Each line of the records below that contains "woven" needs to be copied.

[Region pointing data]
──────────────────────────────
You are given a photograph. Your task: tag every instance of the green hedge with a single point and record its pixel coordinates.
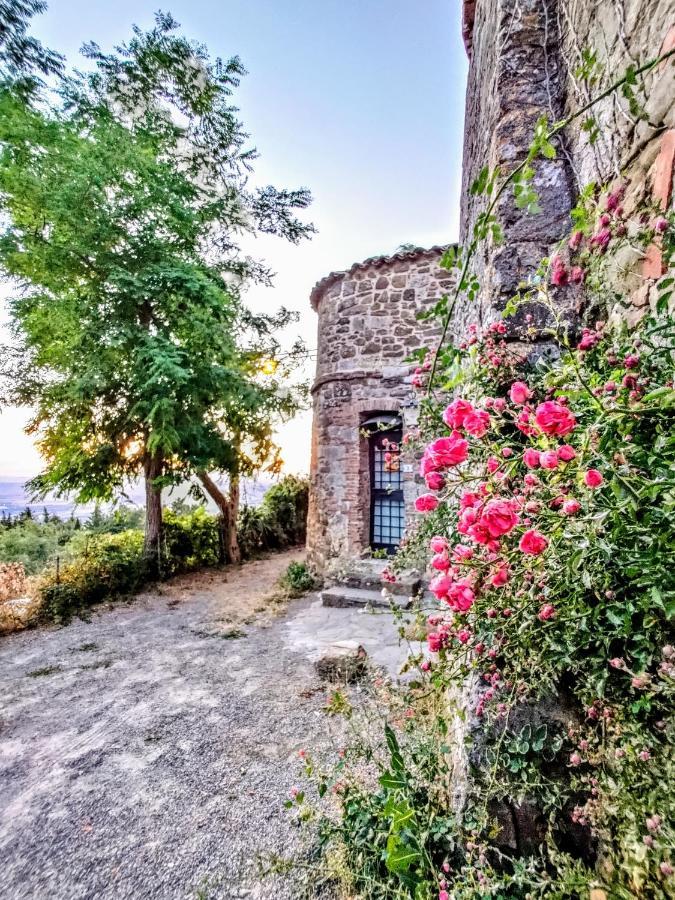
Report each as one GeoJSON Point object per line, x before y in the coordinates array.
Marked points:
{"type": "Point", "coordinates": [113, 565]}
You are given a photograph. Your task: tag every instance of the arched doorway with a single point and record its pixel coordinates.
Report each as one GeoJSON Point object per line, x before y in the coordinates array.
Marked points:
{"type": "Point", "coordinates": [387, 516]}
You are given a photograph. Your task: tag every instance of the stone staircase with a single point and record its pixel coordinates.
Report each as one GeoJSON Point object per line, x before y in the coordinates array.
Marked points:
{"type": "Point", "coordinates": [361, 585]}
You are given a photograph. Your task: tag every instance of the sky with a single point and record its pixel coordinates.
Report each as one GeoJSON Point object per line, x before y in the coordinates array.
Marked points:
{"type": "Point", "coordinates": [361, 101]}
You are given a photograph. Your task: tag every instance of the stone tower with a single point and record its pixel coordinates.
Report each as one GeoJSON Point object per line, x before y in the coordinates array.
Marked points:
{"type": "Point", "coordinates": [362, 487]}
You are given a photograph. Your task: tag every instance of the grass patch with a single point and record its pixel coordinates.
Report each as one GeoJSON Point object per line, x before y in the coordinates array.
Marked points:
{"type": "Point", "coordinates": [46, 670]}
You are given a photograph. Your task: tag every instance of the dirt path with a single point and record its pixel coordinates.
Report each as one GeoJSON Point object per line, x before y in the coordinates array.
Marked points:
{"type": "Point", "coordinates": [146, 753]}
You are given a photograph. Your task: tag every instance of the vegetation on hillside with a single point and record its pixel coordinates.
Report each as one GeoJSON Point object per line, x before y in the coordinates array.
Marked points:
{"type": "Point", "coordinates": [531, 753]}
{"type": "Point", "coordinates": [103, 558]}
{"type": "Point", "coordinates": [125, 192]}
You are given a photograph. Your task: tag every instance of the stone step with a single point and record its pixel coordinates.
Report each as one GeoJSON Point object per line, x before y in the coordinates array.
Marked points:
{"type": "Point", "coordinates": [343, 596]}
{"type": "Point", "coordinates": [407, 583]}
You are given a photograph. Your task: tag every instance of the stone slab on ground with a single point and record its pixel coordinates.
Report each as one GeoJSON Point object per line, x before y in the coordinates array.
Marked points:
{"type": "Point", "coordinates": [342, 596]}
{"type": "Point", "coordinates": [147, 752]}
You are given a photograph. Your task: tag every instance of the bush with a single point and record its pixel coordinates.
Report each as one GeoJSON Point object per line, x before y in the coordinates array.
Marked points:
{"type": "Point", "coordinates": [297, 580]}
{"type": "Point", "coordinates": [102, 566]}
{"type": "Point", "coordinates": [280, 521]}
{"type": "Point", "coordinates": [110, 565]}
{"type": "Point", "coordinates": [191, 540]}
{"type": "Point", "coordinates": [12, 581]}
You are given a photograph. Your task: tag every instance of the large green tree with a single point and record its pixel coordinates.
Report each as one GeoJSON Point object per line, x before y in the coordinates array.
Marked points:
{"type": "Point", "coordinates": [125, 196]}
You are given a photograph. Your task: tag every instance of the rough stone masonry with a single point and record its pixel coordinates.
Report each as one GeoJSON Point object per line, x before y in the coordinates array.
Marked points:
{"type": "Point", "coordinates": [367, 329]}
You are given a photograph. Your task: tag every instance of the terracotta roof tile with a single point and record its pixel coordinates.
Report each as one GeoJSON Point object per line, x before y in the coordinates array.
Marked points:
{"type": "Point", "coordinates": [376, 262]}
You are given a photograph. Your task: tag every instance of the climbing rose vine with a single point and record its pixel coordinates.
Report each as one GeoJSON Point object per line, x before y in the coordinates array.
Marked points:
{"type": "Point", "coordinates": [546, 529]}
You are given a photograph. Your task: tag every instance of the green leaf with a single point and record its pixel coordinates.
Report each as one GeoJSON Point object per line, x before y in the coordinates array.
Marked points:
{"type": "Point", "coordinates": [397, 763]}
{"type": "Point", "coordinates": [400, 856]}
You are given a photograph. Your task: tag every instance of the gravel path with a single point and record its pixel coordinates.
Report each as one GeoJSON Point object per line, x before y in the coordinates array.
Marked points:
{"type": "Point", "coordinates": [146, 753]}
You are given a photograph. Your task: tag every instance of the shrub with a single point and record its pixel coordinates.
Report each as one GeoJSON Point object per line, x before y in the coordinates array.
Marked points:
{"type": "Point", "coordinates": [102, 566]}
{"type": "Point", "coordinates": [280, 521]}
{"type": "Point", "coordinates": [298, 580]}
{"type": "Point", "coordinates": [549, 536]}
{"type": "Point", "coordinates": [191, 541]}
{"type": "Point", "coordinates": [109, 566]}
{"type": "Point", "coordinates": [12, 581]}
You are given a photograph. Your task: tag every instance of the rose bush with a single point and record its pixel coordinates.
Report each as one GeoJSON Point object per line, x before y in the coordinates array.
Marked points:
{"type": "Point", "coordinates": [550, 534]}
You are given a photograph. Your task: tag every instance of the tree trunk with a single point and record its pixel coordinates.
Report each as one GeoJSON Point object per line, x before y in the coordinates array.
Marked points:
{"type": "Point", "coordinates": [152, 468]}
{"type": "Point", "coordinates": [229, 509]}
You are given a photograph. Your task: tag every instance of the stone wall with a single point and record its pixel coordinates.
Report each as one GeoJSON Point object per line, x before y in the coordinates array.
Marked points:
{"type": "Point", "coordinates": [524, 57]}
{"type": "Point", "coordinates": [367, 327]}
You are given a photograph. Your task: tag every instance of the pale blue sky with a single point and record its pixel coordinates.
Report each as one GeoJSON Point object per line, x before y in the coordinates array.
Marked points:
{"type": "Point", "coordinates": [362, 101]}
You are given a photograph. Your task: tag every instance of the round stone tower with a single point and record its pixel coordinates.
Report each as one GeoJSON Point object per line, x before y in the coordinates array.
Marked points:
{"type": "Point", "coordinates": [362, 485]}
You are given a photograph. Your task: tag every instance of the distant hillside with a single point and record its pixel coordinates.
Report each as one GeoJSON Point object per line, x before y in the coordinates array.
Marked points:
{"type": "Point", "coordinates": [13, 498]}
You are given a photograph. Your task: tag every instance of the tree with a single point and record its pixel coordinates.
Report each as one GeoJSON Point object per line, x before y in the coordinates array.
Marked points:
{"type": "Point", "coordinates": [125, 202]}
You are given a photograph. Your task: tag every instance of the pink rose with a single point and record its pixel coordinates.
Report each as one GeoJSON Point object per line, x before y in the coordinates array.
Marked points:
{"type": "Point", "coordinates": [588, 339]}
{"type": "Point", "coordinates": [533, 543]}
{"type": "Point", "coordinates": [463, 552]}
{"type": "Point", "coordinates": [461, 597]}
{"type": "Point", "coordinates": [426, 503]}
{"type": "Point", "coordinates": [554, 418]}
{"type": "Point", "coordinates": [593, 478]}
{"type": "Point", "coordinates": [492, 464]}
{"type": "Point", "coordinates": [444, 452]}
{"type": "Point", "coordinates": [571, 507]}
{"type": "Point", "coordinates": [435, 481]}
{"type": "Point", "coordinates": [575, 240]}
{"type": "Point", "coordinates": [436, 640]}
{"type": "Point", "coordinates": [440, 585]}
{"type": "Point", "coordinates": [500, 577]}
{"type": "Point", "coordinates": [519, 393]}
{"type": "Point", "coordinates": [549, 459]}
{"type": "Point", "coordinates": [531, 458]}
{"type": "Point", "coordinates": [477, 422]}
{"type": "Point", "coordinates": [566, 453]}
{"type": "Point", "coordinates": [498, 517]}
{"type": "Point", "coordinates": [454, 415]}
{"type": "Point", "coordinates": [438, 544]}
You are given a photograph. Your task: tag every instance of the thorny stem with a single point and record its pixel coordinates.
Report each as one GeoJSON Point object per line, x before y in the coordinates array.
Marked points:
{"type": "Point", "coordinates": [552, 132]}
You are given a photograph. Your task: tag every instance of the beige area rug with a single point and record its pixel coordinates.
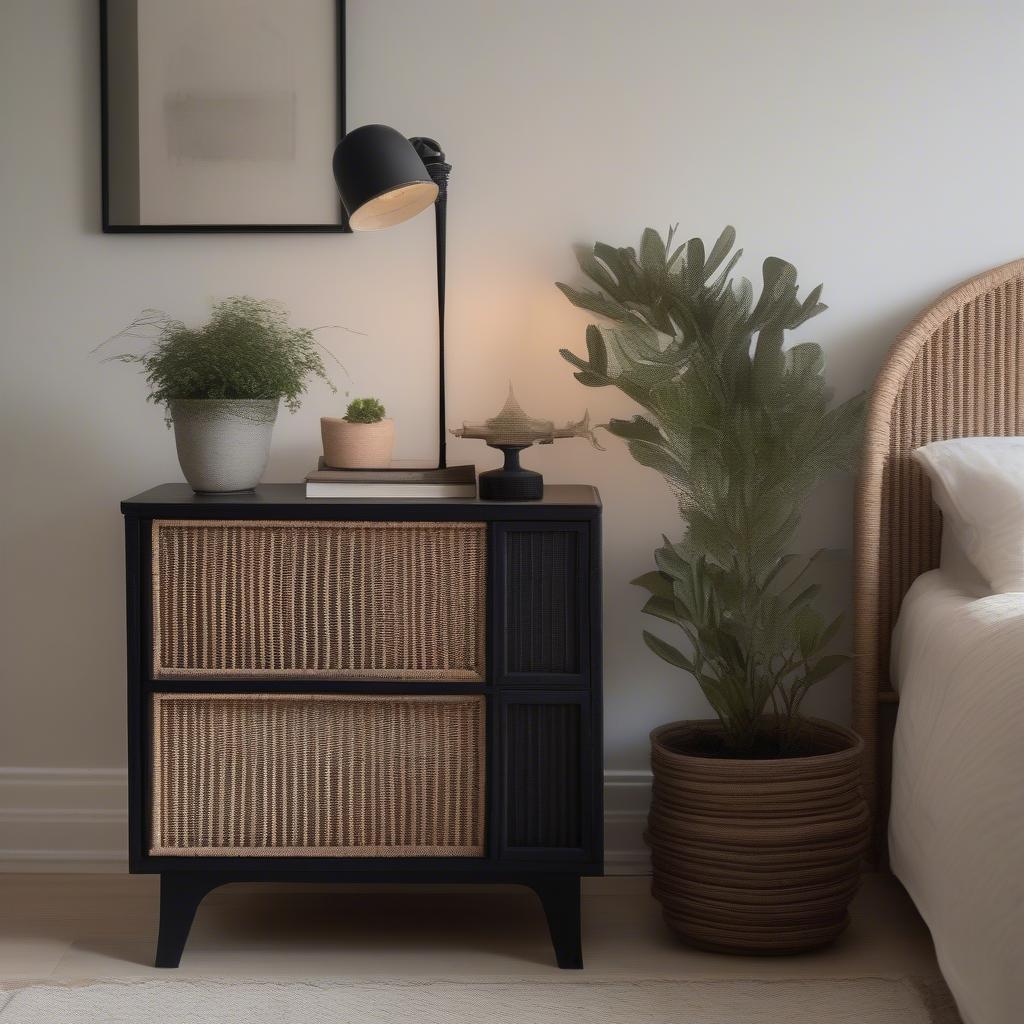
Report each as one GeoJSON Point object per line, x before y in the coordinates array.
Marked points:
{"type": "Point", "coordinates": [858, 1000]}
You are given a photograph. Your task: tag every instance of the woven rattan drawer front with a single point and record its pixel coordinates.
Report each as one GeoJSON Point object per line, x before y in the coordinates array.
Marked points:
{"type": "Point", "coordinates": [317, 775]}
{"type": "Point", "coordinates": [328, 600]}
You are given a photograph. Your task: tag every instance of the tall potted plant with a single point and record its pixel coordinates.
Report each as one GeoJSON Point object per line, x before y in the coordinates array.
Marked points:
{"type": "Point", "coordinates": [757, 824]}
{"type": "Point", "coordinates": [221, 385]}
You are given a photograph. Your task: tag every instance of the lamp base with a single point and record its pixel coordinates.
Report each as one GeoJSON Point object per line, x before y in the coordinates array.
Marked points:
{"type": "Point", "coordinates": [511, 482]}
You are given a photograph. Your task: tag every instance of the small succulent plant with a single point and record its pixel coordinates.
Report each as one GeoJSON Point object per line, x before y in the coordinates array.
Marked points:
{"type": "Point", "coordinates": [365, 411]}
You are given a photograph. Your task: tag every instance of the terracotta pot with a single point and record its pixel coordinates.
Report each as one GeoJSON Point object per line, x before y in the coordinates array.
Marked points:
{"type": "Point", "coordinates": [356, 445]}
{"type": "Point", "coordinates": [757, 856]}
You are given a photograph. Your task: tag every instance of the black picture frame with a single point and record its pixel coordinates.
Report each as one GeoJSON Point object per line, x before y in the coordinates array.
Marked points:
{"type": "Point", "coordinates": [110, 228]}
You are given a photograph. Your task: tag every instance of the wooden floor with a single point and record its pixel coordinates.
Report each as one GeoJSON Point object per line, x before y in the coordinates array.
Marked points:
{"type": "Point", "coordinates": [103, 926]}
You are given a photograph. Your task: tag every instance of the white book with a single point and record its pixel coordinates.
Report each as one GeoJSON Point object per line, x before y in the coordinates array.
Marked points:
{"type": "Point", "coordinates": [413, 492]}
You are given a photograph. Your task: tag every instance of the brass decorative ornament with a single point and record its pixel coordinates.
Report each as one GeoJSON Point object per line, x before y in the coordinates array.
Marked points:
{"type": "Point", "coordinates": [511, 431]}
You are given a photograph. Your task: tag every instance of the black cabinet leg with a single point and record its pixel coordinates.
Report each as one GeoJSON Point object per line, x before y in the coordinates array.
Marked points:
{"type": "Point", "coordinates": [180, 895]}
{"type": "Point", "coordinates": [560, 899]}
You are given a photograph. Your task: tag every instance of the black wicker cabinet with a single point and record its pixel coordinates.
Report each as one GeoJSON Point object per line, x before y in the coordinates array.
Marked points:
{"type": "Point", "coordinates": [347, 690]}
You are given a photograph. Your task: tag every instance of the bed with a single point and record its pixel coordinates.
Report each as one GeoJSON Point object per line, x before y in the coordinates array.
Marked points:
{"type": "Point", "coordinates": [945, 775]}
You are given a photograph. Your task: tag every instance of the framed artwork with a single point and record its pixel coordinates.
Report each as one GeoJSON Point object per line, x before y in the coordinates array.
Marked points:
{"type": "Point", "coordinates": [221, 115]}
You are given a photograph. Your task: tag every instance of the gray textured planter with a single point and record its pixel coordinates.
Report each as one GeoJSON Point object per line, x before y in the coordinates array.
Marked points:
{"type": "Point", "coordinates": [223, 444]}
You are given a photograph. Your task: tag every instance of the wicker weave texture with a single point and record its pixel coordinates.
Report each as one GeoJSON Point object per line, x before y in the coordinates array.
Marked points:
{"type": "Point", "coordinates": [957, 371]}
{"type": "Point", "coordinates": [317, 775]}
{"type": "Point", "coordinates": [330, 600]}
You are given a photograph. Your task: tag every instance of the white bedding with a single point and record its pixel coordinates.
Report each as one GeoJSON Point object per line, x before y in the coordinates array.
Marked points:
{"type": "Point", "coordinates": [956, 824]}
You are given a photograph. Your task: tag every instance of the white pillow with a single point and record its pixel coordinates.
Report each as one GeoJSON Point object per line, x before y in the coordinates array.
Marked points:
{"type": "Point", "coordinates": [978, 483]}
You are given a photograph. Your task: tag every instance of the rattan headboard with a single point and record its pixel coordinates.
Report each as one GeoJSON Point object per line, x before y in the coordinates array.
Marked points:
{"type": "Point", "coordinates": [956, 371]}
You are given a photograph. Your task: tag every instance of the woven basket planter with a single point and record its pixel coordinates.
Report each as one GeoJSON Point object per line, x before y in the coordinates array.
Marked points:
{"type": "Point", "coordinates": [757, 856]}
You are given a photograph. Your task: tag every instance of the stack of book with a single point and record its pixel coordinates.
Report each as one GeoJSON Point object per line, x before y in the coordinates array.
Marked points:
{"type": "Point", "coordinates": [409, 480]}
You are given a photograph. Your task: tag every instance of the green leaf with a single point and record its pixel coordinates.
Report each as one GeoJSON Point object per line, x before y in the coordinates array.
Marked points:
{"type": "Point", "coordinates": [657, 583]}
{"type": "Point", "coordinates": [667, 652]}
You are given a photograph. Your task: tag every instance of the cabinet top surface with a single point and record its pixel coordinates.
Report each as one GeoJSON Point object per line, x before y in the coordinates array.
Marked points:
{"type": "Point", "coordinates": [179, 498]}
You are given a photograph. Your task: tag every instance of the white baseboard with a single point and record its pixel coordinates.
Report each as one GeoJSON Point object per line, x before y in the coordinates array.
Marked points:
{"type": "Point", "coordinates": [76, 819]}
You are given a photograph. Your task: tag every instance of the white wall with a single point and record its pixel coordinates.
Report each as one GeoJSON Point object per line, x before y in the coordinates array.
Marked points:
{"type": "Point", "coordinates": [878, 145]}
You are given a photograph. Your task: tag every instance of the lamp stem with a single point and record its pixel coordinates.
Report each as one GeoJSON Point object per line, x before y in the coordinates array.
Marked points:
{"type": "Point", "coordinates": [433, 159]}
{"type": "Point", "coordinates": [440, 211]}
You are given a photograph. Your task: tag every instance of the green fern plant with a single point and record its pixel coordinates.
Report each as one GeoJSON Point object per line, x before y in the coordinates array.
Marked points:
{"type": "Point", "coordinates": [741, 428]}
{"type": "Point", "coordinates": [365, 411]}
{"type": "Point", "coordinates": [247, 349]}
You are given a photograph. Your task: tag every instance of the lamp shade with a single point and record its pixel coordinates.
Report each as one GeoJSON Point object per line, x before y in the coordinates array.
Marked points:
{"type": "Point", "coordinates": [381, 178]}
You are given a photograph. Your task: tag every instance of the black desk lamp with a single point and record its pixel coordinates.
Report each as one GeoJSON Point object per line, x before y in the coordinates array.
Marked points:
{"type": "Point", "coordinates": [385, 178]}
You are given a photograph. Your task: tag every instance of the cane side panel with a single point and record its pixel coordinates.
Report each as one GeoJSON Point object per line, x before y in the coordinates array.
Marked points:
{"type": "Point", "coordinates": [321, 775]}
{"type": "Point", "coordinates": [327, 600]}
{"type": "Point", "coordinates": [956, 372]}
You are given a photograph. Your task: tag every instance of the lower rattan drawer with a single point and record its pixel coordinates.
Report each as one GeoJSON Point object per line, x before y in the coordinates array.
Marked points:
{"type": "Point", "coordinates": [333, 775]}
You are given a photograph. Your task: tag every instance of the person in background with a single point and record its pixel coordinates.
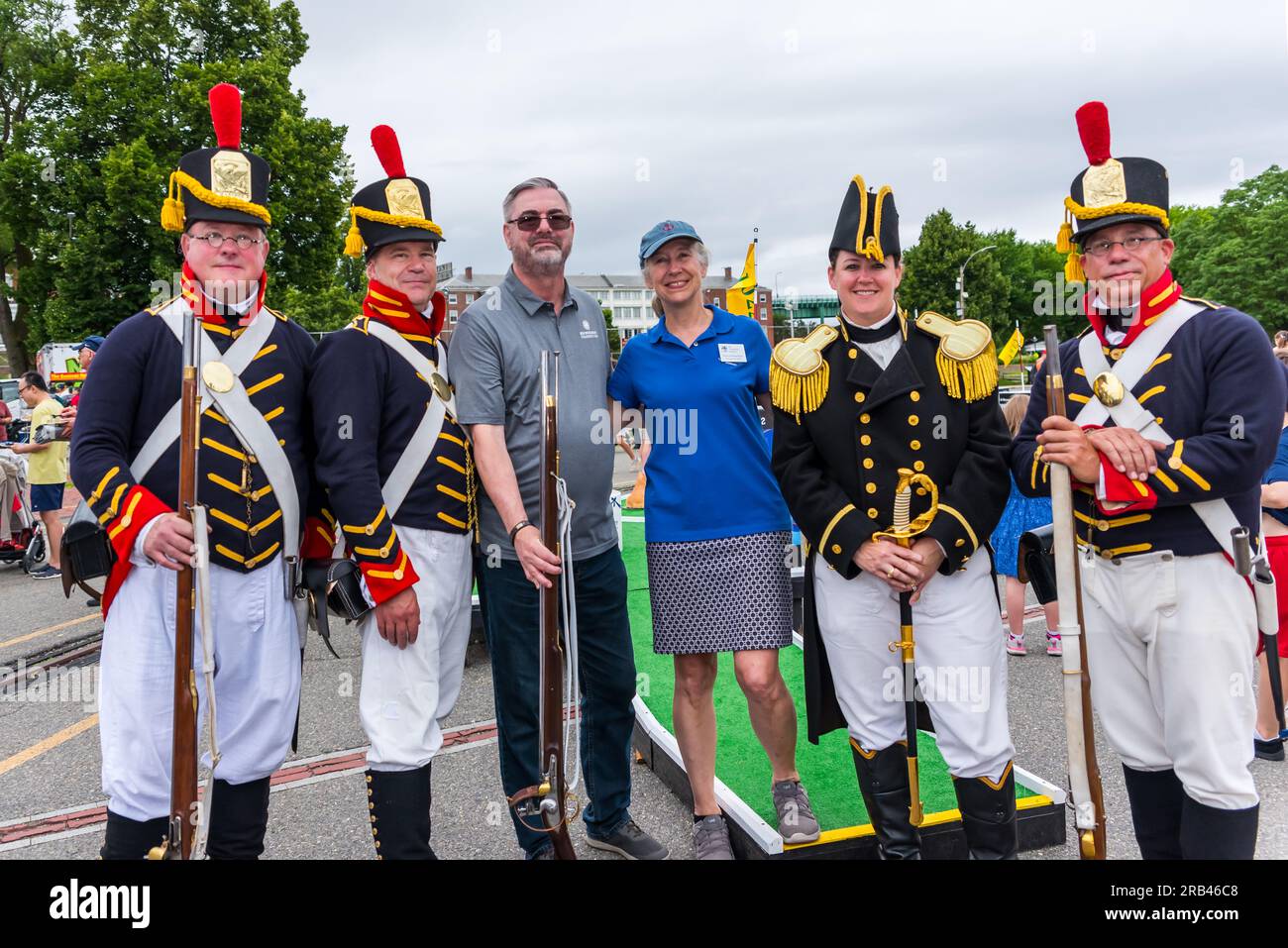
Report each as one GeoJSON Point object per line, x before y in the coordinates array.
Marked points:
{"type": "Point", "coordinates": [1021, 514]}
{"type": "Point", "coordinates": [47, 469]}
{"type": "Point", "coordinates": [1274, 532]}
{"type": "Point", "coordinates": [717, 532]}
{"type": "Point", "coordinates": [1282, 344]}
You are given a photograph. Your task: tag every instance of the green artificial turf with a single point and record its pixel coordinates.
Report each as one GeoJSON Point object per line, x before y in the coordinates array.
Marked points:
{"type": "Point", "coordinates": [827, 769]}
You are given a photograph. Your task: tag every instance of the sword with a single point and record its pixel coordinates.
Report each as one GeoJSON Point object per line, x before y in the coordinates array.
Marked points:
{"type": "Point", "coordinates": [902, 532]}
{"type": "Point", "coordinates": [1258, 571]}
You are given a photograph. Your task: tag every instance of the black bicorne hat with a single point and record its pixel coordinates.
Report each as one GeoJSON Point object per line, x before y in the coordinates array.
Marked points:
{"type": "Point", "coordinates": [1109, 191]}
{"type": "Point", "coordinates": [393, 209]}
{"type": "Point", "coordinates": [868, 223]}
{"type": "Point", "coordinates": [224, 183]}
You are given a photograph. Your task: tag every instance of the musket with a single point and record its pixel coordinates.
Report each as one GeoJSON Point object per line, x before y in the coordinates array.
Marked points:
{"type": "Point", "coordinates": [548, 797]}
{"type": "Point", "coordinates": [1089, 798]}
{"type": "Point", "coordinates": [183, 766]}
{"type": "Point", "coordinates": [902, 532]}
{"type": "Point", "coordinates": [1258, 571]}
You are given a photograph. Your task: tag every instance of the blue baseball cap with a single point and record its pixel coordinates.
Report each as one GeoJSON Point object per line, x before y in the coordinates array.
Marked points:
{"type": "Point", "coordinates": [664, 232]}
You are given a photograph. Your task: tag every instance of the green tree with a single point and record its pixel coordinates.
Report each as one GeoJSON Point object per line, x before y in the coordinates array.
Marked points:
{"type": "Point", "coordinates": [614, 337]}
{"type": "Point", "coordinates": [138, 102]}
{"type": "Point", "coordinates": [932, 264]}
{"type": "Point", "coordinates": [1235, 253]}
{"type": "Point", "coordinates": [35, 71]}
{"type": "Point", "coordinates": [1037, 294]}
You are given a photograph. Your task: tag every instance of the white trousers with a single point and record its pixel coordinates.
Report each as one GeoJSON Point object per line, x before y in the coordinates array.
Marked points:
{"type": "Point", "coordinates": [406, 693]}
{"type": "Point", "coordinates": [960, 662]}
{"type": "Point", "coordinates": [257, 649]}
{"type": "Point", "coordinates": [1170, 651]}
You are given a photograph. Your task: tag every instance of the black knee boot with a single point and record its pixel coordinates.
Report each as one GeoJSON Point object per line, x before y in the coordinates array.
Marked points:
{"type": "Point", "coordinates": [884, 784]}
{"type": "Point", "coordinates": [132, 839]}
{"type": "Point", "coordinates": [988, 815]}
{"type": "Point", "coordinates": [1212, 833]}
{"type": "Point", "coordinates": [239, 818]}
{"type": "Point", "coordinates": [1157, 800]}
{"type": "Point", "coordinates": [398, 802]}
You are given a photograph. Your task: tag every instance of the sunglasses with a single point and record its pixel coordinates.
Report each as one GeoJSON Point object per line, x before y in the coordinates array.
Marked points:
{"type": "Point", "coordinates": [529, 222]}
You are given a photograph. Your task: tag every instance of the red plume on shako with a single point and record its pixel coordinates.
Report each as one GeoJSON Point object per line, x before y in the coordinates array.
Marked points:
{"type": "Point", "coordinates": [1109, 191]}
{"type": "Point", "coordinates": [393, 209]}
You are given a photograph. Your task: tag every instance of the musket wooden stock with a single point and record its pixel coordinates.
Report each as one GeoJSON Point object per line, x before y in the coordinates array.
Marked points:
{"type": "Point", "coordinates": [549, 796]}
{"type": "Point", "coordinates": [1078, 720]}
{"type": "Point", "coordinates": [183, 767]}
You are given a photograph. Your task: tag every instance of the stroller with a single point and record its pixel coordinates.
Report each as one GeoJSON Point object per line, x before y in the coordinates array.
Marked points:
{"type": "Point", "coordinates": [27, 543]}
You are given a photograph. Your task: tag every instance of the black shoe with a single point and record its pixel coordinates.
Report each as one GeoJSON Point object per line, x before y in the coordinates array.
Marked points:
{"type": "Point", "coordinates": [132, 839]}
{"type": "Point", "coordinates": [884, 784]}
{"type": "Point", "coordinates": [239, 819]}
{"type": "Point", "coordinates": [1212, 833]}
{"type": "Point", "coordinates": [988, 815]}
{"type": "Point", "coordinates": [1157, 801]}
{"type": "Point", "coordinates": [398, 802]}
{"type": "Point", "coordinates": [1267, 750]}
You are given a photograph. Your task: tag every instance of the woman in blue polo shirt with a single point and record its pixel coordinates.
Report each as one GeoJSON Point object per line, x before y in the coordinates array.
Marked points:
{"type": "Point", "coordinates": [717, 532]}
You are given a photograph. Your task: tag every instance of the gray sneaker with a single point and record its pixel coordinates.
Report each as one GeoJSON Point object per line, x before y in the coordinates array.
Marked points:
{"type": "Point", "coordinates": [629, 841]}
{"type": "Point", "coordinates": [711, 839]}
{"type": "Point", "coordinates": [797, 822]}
──────────────────────────────
Written answer:
You are given a photograph. Your task: tag every instance of the woven rattan drawer front with a single point and record its pixel coordinates.
You are given a photograph. Your task: tag every instance of the woven basket planter with a single point and record its pixel coordinates.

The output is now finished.